● **What is needed**: From the first line to the last, repeat the data below exactly.

● **Task material**:
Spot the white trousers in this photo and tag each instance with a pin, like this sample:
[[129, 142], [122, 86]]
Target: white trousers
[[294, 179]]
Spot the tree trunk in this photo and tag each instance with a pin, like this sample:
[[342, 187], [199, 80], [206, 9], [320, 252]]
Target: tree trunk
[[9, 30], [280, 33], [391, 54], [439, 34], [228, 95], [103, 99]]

● **Response to this exercise**:
Spot the white trousers in this photo and tag each instance with a pin, like this sample:
[[129, 142], [122, 86]]
Target: white trousers
[[294, 179]]
Spot the tree trunk in this photo and tag each instance with a pin, like this sample:
[[342, 187], [199, 80], [206, 9], [320, 252]]
Target: tree trunk
[[9, 30], [280, 33], [391, 54], [439, 34], [228, 95], [103, 99]]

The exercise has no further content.